**Supplied passage**
((
Meeting of the Parliament 15 May 2024
I refer members to my entry in the register of members’ interests, as I have a one-sixth share in a family home.
The lack of housing is the single biggest issue that faces rural Scotland. After 17 years, the Scottish Government now admits that we have a housing emergency, but that cannot be solved by a tick-box exercise. We hear of the £25 million scheme for key workers that has bought only four houses, all of which are in Orkney. Why is that the case? I know that NHS Highland has recruited staff only for them to withdraw their applications because they have not been able to find a place to live. Why has that fund not been used?
That is especially an issue in Skye. Last weekend, the accident and emergency in Portree was closed during Skye Live, and there were critical health incidents that had tragic consequences. How can it be that patients in Skye cannot march for health services because policing resources are being used in Inverness to police an Orange order march, but Skye Live can go ahead in Skye without adequate ambulance cover and when the local A and E is closed?
The lack of housing is the biggest economic damper that we face. Services cannot be delivered, and depopulation is rife. The shortage of housing is the biggest issue that we hear about from service providers, businesses and individuals. We need there to be a rural burden, especially on homes that are built with public funding. Those homes need to stay in the local housing market.
))
**Task instructions**
Summarize the parliamentary speech on rural housing in exactly two sentences.

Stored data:
((
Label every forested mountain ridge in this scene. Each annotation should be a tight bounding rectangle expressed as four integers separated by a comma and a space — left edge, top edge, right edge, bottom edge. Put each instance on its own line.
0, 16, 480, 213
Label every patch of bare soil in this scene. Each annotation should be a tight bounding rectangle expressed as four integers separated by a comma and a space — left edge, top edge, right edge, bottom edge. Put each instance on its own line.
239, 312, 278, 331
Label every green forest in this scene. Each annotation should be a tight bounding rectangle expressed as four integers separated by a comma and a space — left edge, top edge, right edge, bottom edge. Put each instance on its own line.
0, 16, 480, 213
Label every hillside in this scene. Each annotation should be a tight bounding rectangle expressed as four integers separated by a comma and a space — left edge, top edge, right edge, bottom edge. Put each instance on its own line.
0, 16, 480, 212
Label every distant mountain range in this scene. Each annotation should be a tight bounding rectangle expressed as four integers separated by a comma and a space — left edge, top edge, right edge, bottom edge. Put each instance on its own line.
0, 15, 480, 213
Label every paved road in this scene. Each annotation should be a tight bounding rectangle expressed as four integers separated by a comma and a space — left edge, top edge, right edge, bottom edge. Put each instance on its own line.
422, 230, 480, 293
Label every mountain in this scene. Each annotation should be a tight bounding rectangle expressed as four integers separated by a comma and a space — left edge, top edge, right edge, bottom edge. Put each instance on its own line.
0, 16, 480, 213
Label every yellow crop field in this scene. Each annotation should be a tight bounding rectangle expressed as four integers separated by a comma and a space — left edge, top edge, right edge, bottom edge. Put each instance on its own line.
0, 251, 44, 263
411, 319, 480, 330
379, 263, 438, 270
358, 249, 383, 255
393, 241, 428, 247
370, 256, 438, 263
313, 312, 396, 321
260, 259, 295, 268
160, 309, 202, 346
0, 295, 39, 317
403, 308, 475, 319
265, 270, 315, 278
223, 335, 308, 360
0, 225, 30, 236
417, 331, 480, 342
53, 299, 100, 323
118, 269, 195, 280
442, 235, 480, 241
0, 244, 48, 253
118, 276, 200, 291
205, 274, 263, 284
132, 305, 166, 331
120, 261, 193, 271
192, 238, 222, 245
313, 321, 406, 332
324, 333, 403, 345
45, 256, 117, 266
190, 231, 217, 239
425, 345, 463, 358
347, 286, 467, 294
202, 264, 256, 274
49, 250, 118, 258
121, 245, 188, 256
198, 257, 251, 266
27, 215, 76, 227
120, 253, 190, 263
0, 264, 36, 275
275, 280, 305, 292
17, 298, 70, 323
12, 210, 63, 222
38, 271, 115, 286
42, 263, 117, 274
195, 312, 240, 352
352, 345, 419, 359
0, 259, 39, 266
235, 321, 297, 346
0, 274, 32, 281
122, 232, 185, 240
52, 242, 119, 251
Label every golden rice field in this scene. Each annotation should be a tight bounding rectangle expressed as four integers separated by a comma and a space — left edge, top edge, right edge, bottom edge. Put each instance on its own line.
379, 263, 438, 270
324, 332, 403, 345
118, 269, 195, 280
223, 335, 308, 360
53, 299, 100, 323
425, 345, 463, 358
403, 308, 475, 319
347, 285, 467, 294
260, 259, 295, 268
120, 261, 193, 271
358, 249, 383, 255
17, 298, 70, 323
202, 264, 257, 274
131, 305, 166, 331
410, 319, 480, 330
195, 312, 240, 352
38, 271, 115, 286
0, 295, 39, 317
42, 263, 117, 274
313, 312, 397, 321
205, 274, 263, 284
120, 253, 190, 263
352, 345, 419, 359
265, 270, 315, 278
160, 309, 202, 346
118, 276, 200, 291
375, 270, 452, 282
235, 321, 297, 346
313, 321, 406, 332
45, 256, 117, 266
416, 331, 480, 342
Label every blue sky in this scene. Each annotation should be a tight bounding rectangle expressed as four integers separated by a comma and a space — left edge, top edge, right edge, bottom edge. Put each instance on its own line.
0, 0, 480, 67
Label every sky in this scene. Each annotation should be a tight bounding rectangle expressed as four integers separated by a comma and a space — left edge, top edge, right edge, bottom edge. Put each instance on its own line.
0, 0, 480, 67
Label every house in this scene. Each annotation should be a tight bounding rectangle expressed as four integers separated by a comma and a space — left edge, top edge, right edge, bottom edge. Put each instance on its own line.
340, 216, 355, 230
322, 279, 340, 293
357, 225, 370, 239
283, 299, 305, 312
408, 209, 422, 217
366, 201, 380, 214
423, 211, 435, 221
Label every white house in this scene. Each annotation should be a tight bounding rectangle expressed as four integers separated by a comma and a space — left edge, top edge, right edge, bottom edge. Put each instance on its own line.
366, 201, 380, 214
))
**Result of the exercise**
The speaker calls the lack of housing the single biggest issue facing rural Scotland. The speaker notes that a £25 million key worker scheme has bought only four houses, all in Orkney, raises the closure of the Portree accident and emergency during Skye Live, and calls for a rural burden so that publicly funded homes stay in the local housing market.